*WHAT TO WORK ON*:
• 1. In the William Lorimer biography, what nickname was Lorimer known by?
• 2. Write the next part of the William Lorimer biography, picking up after its last sentence.

*TEXT PROVIDED*:
★ ★ ★ ★ ★ ★ ★

United States Senator from Illinois
- In office June 18, 1909 – July 13, 1912
- Preceded by: Albert J. Hopkins
- Succeeded by: Lawrence Sherman

Member of the U.S. House of Representatives from Illinois
- In office March 4, 1903 – June 17, 1909
- Preceded by: Henry Boutell
- Succeeded by: William Moxley
- Constituency: 6th district
- In office March 4, 1895 – March 3, 1901
- Preceded by: Lawrence E. McGann
- Succeeded by: John J. Feely
- Constituency: 2nd district

Personal details
- Born: April 27, 1861 Manchester, England, UK
- Died: September 13, 1934 (aged 73) Chicago, Illinois, U.S.
- Resting place: Calvary Cemetery
- Party: Republican

= William Lorimer (politician) =

American politician (1861–1934)

William Lorimer (April 27, 1861 – September 13, 1934) was an American Republican politician who represented Illinois in the United States House of Representatives and United States Senate. In 1912, however, the Senate expelled Lorimer, holding that his election was invalid due to his use of corrupt methods and practices, including bribery of state legislators. Lorimer was known as the "Blond Boss" of Chicago.

★ ★ ★ ★ ★ ★ ★

*STORED DATA*:

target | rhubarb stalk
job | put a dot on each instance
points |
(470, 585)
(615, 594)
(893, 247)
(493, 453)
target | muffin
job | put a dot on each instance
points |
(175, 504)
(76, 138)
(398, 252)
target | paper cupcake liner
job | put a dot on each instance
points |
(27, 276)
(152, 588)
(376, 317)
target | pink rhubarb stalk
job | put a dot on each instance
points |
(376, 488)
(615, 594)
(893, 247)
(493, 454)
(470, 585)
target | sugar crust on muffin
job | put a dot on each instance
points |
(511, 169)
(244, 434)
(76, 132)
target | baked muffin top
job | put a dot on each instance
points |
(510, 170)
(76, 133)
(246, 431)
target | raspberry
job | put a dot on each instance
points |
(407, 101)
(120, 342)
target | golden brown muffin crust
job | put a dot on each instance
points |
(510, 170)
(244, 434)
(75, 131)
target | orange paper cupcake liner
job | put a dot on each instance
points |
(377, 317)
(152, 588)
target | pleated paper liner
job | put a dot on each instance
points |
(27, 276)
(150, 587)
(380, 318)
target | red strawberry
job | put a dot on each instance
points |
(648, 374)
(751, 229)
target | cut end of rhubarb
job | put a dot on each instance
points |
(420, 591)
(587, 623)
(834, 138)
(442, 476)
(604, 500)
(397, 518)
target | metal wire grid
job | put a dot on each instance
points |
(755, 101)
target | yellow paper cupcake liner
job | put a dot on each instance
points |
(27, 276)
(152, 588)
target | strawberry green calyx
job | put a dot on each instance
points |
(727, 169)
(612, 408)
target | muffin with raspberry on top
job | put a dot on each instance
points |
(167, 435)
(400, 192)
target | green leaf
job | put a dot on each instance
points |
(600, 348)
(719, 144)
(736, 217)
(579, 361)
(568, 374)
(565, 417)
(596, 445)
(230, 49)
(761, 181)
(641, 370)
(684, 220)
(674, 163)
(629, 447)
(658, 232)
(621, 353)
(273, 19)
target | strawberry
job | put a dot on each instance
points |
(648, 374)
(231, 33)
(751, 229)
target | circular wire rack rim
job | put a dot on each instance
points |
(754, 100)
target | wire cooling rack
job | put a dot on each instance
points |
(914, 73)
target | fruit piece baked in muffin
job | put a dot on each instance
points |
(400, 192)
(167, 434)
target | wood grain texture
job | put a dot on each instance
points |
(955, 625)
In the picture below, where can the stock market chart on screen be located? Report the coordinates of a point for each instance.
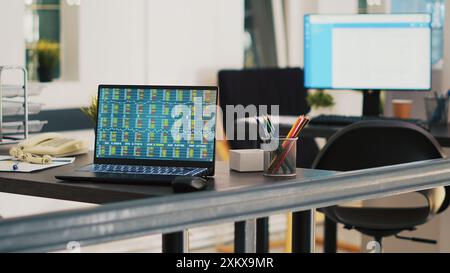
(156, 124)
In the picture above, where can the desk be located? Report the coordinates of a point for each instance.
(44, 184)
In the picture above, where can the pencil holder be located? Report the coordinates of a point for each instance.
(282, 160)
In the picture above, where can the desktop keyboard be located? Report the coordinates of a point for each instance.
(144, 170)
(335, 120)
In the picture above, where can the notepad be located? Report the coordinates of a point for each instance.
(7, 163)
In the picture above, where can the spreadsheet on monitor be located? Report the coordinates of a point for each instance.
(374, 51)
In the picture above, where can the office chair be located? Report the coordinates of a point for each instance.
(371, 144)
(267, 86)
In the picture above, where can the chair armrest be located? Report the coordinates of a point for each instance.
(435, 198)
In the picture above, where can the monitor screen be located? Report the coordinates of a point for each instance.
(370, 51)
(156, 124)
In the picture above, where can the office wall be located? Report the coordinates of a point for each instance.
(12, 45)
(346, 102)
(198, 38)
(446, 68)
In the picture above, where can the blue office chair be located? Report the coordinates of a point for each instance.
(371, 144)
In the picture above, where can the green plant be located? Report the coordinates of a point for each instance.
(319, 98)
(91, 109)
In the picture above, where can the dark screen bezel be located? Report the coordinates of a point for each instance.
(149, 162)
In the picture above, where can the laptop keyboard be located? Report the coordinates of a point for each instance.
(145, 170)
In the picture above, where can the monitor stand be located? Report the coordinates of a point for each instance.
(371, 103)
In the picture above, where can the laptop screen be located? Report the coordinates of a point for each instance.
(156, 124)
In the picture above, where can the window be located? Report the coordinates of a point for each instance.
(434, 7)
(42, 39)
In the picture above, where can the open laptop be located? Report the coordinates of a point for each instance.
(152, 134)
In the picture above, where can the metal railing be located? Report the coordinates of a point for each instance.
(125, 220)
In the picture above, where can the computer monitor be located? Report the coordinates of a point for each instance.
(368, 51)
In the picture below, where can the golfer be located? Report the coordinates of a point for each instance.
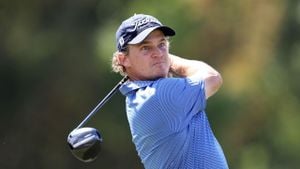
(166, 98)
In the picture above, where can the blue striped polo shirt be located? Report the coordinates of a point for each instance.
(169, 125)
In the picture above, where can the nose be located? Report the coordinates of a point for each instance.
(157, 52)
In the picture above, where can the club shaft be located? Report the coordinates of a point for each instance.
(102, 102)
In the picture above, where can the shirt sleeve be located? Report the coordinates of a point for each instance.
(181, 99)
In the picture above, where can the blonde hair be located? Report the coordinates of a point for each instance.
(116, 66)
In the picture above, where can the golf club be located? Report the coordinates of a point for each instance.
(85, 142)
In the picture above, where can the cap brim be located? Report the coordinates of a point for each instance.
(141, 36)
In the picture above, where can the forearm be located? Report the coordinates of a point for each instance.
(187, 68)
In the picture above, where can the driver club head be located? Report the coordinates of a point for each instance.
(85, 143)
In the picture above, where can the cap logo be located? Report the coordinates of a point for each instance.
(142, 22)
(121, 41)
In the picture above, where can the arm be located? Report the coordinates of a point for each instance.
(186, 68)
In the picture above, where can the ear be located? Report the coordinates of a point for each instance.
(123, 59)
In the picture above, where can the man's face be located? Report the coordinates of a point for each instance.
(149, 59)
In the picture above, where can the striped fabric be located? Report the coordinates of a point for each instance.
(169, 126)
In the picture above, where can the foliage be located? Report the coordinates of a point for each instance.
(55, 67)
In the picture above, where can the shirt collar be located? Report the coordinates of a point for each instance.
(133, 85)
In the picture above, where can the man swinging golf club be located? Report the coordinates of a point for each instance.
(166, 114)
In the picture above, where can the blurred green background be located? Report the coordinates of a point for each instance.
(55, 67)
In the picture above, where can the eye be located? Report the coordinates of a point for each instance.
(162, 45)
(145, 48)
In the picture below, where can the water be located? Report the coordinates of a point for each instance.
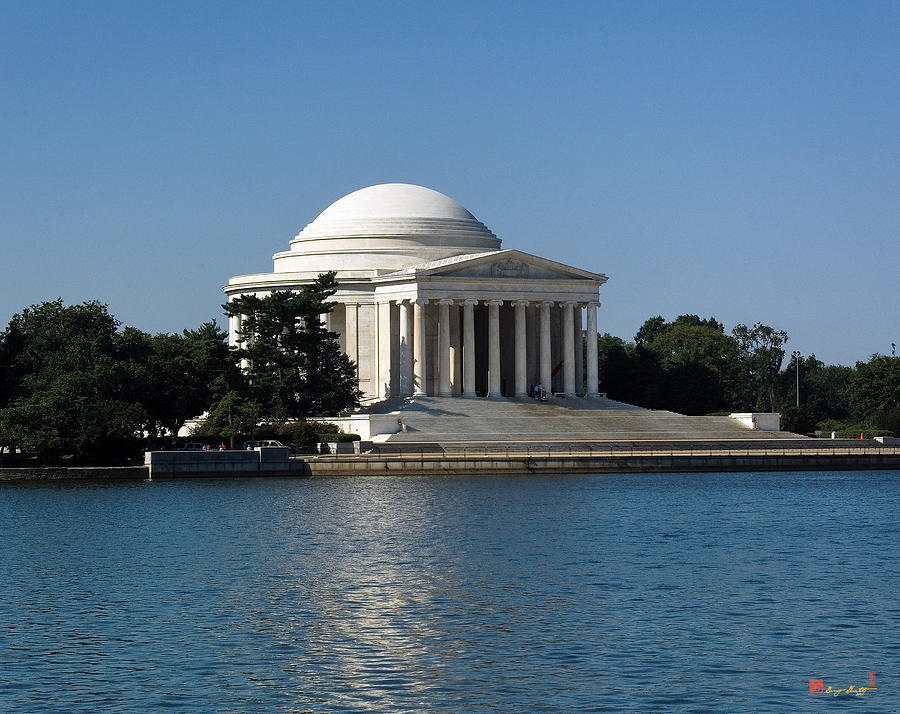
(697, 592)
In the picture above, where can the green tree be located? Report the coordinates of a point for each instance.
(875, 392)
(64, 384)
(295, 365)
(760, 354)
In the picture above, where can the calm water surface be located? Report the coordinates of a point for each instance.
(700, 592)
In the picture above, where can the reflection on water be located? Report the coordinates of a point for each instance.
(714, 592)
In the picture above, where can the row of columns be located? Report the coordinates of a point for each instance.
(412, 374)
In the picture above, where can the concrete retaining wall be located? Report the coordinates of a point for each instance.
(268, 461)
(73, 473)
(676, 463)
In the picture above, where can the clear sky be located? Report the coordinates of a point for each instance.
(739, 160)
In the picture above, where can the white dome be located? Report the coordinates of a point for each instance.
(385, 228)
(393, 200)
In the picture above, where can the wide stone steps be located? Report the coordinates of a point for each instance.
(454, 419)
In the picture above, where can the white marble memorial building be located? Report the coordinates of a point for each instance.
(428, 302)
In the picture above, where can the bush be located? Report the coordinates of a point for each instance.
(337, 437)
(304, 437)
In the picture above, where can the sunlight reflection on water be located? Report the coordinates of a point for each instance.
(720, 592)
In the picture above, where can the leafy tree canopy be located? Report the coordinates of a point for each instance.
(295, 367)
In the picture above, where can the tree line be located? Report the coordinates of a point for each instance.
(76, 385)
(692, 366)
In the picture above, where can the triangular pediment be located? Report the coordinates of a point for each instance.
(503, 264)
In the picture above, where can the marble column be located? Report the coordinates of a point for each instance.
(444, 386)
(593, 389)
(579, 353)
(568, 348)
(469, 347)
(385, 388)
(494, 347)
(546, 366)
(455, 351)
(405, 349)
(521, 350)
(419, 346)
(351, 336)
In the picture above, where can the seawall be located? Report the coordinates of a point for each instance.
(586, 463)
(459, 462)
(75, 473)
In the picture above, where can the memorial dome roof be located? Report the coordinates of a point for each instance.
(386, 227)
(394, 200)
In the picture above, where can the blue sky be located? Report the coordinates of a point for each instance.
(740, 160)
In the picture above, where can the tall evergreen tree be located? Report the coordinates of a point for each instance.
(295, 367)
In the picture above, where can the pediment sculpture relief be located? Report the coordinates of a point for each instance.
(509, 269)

★ ★ ★ ★ ★ ★ ★

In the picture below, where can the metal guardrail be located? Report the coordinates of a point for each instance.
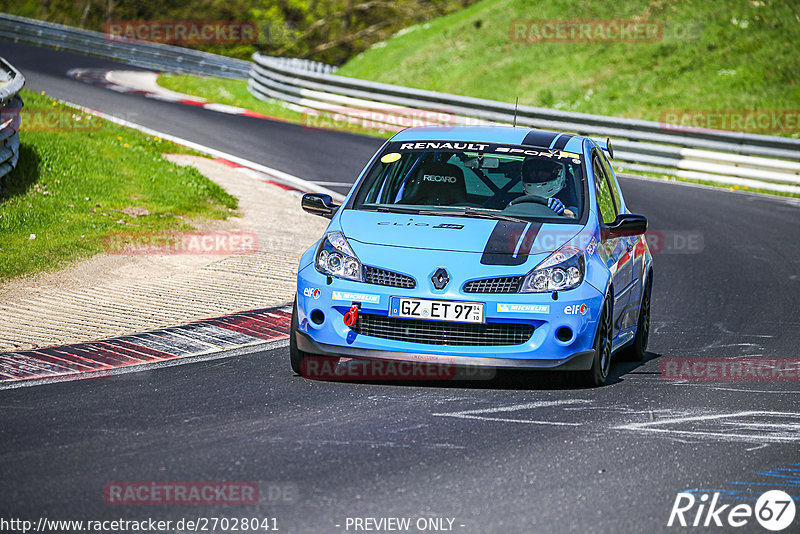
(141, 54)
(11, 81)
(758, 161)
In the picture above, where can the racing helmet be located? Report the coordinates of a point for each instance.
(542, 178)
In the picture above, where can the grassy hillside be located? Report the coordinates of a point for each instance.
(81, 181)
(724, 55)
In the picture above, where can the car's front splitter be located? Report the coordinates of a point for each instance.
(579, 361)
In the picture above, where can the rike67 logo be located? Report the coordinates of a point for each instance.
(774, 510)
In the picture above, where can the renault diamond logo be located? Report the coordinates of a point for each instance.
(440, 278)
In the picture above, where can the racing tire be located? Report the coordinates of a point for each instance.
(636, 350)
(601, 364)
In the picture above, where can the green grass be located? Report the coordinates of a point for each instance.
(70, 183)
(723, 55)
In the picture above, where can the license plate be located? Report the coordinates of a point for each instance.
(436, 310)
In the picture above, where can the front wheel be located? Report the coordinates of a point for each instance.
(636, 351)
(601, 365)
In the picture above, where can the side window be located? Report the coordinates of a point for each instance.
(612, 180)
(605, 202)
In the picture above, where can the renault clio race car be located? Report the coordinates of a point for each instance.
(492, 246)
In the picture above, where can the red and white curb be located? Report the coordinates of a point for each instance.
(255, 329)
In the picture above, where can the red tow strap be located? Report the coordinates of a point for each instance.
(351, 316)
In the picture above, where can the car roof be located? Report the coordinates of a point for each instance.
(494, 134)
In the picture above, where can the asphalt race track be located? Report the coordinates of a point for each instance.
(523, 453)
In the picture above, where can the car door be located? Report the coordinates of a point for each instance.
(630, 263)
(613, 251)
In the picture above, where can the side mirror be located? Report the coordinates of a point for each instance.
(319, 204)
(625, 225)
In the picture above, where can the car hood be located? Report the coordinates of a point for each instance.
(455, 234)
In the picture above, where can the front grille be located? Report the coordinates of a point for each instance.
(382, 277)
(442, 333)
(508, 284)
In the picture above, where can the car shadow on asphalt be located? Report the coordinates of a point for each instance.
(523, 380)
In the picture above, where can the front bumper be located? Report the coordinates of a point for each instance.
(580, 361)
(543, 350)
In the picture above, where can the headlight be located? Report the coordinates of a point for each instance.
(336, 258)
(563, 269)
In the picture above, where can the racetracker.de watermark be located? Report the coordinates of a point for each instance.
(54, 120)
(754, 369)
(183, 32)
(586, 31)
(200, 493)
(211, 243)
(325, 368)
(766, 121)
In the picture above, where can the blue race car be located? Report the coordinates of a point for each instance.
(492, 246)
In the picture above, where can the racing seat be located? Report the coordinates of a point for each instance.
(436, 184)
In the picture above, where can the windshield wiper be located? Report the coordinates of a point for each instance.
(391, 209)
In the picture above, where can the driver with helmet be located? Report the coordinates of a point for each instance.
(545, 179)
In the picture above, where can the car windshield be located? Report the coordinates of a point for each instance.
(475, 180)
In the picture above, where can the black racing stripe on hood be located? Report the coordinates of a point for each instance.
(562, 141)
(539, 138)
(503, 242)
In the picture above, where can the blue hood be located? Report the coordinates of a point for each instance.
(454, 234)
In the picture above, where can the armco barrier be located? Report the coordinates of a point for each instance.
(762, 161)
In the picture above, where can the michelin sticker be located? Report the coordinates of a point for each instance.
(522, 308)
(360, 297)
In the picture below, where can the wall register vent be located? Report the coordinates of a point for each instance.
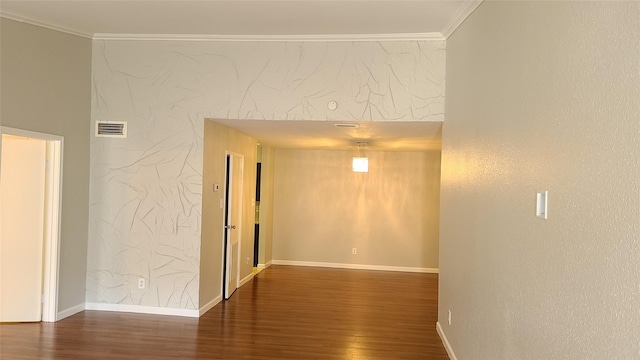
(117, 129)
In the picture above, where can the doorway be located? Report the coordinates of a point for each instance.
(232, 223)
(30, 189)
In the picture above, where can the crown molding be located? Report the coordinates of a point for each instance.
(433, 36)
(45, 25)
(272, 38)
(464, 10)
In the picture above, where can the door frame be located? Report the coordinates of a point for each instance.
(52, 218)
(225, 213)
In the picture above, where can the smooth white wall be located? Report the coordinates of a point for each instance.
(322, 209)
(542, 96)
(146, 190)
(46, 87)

★ ★ ★ ★ ★ ★ ★

*REPLIES*:
• 1. He was known as the "Blond Boss" of Chicago.

• 2.
==Biography==
Lorimer was born in Manchester, England. His family immigrated to the United States in 1866, first settling in Michigan and then moving to Chicago in 1870. Lorimer was self-educated. He had been apprenticed to a sign painter when he was ten. He worked in the Chicago meat-packing houses and for a street railroad company.

In 1894, Lorimer was elected to the first of two non-consecutive tenures (1895-1901, 1903–1909) in the U.S. House of Representatives. In 1909, he helped to engineer the blocking of the re-election of U.S. Senator Albert J. Hopkins, a Republican who had been Lorimer's ally but was now a political foe. With Hopkins's re-election bid finished, Lorimer seemed surprised when a coalition of 55 Illinois State House Republicans and 53 State House Democrats pushed his name to fill the now-vacant seat in the U.S. Senate. At the time, U.S. Senators were elected by state legislatures. Lorimer's name went before the State Senate, and, after a contentious campaign, he was elected to the U.S. Senate. He took his seat in March 1909.

In 1910, The Chicago Tribune published an admission by Charles A. White, a Democratic member of the Illinois House of Representatives, that Lorimer had paid $1,000 for White's vote in the election.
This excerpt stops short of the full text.